Dr. Isis responded by asking if turkeys can pee. So today's post addresses bird urine and a bit of embryology.
Normal Human Urogenital Development
Studying human embryology makes one wonder how any of us come out normal. So many things can go wrong as all of these cells divide and migrate and die.
Initially the urinary tract, genital tract, and gastrointestinal tract all empty into a common opening called the cloaca.
In the later part of development, cells must migrate to form "walls" between various structures in humans, giving us the 2 or 3 openings expected. Sometimes this process goes wrong, and babies may be born with a persistent cloaca.
Bird Urogenital Systems
Birds skip this division of openings; their urinary, genital, and gastrointestinal tracts open into a cloaca that then exits the body. Birds also maintain internal gonads; in the absence of sex differences in plumage, it can be very difficult to tell a boy bird from a girl bird, short of surgery to examine the internal glands. Birds thus empty both urine and feces into this common pouch which exits the body via a single opening or vent (which is also used for sex).

**TASKS TO PERFORM:**
1. Reproduce the passage on human and bird urogenital development between "Dr. Isis responded" and "called the cloaca.", inclusive.
2. Carry on the passage about bird urine and urogenital development from its final sentence.

**Dataset entries:**

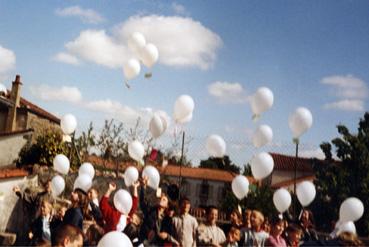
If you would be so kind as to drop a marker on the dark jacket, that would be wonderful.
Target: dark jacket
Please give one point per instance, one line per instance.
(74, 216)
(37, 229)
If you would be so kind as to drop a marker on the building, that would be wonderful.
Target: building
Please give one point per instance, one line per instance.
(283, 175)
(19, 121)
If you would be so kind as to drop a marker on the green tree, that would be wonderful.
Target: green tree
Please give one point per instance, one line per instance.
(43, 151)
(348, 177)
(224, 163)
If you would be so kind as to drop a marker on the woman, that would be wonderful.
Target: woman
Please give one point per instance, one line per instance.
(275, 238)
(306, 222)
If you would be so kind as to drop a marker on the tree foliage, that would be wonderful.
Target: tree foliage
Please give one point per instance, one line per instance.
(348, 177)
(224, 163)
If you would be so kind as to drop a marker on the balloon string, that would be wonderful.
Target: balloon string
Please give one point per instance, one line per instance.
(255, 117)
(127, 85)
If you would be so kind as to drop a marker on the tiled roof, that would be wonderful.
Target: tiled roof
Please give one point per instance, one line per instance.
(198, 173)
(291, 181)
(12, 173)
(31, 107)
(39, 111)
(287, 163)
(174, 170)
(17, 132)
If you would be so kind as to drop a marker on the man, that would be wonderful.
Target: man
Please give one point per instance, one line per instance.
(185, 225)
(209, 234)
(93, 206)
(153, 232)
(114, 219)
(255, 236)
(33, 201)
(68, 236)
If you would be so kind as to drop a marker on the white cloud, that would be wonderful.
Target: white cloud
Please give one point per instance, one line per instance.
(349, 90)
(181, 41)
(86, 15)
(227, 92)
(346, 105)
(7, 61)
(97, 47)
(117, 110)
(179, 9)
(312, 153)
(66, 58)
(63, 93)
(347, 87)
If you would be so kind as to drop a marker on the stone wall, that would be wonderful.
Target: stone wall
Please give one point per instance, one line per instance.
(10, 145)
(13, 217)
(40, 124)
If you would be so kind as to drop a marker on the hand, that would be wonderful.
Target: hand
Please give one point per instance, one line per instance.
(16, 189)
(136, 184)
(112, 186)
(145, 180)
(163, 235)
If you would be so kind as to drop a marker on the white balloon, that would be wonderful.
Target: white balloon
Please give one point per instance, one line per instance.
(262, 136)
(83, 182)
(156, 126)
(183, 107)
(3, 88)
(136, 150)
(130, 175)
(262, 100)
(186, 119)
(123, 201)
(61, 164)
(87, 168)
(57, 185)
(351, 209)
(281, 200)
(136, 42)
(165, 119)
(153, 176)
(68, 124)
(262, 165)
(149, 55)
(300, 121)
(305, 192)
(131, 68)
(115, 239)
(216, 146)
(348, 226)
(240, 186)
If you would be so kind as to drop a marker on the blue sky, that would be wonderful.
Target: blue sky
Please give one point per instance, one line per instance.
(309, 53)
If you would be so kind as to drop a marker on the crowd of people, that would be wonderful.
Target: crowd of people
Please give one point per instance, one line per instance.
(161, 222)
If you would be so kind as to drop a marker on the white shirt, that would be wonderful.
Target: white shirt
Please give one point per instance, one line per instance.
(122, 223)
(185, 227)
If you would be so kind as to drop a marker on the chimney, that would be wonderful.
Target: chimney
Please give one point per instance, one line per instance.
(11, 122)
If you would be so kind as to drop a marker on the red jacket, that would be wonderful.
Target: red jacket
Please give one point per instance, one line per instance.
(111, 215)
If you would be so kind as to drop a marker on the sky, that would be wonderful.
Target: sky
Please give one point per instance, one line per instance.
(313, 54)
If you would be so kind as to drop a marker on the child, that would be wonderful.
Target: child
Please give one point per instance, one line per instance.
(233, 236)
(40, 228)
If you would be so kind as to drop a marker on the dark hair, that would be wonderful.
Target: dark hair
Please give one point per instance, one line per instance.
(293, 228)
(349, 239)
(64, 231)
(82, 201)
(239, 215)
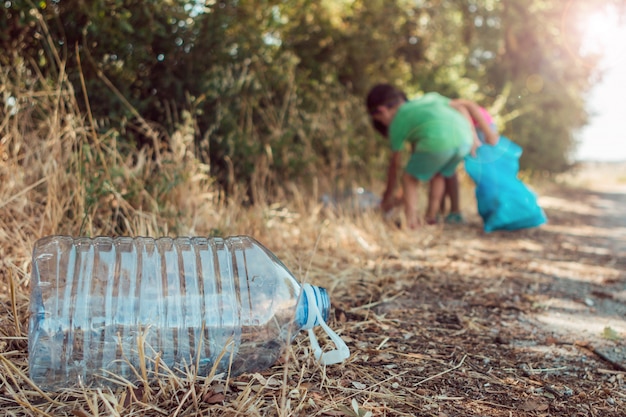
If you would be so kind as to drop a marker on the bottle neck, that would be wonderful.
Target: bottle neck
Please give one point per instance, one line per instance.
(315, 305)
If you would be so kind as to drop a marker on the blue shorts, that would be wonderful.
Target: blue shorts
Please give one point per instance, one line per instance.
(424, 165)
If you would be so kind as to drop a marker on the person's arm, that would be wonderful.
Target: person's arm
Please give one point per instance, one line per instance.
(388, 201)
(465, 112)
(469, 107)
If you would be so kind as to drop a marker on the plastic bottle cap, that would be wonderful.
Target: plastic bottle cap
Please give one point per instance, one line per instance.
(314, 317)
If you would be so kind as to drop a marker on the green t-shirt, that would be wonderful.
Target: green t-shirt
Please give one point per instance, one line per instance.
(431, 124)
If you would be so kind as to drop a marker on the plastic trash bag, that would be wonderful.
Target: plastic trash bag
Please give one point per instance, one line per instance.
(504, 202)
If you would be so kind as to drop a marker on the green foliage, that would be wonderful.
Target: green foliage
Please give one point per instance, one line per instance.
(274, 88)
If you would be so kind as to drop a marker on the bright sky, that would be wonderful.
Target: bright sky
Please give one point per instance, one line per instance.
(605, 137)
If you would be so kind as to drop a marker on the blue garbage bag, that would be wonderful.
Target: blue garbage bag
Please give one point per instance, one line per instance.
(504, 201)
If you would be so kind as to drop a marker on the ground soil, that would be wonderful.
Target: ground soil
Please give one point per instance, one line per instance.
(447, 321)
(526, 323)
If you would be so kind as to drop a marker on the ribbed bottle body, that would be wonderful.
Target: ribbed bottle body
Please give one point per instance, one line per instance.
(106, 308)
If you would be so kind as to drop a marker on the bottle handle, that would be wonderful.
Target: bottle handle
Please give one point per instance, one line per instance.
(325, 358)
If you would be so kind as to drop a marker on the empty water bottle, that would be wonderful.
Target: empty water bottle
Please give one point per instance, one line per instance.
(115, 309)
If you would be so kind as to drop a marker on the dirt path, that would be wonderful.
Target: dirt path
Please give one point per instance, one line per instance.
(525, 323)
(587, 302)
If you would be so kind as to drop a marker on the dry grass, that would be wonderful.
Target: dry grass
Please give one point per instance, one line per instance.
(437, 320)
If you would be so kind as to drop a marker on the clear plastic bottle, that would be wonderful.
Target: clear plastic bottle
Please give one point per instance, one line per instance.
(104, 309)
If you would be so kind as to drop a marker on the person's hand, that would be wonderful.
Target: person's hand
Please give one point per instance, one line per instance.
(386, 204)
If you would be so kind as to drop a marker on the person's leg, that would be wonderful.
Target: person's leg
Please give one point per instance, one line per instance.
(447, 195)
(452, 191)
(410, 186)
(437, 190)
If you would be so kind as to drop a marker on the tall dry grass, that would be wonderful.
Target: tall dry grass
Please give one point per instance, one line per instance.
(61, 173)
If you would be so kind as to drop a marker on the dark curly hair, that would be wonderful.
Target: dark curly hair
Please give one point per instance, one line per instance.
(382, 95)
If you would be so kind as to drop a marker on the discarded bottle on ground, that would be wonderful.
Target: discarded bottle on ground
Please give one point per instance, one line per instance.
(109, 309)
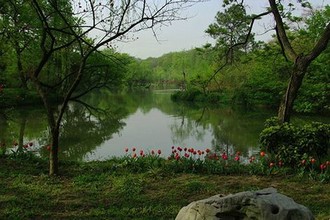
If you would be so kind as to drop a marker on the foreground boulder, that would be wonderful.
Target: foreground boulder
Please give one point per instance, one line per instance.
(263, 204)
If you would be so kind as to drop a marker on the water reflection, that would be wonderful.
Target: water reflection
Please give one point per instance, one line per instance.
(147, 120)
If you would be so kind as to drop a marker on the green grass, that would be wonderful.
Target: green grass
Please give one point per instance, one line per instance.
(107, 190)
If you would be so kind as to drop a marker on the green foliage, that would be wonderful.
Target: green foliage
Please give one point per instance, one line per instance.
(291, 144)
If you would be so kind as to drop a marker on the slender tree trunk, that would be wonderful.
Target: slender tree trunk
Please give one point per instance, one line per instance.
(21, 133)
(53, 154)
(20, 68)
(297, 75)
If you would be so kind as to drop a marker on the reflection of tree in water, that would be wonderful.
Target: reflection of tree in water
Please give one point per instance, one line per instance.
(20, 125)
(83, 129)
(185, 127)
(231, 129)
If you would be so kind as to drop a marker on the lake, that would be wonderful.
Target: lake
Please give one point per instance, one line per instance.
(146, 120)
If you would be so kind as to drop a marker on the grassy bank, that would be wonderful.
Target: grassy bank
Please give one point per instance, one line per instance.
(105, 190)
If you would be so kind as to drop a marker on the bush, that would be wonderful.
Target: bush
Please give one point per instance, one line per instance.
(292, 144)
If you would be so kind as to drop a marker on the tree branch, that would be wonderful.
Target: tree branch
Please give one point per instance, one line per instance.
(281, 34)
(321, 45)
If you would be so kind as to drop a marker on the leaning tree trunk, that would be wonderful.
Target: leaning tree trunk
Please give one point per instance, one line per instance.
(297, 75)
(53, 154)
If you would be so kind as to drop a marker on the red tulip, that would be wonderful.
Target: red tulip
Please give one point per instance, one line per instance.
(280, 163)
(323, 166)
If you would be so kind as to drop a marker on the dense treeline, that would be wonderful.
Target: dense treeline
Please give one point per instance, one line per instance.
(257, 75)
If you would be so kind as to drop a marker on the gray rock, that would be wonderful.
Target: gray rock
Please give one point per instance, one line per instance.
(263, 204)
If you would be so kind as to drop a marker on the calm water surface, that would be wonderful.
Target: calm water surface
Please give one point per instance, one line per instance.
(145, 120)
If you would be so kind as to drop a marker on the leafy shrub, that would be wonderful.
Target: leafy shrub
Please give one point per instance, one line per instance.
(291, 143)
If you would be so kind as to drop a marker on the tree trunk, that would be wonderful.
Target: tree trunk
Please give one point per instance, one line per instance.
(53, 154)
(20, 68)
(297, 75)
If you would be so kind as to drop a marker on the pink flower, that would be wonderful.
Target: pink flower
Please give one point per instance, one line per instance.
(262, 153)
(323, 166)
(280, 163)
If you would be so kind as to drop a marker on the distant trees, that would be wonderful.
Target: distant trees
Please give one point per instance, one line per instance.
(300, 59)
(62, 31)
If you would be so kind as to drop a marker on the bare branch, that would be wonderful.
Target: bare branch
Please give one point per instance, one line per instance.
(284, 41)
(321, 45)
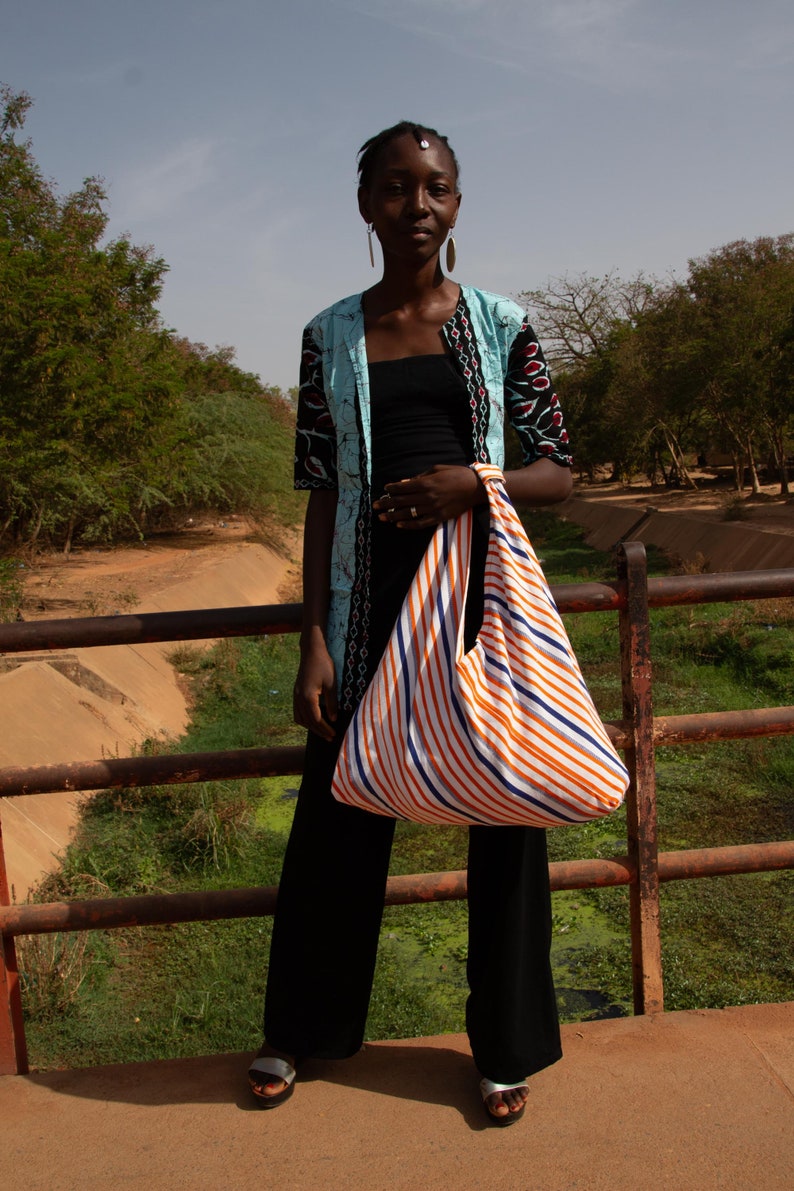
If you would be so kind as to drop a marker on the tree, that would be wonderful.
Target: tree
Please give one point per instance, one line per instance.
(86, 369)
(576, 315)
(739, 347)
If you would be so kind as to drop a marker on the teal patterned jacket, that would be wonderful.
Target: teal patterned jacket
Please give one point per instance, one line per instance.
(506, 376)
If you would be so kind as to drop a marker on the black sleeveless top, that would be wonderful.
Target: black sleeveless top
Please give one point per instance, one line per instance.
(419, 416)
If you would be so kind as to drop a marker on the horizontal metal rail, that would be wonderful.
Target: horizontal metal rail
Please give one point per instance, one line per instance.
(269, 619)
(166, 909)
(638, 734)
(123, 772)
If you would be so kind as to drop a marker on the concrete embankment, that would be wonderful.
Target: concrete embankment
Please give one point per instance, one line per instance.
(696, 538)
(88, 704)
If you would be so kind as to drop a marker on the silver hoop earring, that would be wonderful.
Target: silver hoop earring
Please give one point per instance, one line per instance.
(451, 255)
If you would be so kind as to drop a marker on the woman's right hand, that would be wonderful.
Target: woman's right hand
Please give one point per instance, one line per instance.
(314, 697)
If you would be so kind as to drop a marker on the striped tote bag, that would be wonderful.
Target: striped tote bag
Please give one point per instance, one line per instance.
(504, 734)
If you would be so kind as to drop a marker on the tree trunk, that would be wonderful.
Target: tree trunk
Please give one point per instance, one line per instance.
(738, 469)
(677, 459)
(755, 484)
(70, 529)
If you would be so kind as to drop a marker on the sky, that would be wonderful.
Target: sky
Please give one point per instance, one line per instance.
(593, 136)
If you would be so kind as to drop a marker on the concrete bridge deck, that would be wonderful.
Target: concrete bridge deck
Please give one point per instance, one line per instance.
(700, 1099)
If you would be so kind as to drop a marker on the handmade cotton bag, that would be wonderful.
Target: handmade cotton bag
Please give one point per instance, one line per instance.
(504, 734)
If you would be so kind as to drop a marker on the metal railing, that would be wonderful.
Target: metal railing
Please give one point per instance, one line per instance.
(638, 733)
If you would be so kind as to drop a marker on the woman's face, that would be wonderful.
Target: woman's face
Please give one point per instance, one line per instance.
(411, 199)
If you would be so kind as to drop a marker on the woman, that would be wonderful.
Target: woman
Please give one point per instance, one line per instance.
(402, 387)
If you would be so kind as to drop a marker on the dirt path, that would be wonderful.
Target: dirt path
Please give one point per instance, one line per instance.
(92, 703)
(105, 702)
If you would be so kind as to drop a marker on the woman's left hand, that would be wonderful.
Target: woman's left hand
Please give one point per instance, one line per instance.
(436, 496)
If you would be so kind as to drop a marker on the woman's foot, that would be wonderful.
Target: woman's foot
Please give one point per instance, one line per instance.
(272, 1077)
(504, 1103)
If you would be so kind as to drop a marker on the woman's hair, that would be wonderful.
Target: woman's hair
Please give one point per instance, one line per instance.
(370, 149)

**RESULTS OF THE EXERCISE:**
1.
Dr. Isis responded by asking if turkeys can pee. So today's post addresses bird urine and a bit of embryology.
Normal Human Urogenital Development
Studying human embryology makes one wonder how any of us come out normal. So many things can go wrong as all of these cells divide and migrate and die.
Initially the urinary tract, genital tract, and gastrointestinal tract all empty into a common opening called the cloaca.

2.
Anatomy of Bird Droppings
When birds empty the cloaca, they both poop and pee. The dark portion of the dropping is fecal material which reflects the bird's diet. Clear urine evaporates quickly; bird owners may collect droppings on blotting paper to evaluate the volume of urine, as shown in the figure. The white material in droppings is composed of urates. Birds and some reptiles excrete these crystals in the feces rather than in urine via a process that allows maximal water conservation.
The Answer Is...
Our feathered friends do have kidneys and make urine. We just may not perceive it because they always do #1 and #2 simultaneously and the poop lasts longer than the pee.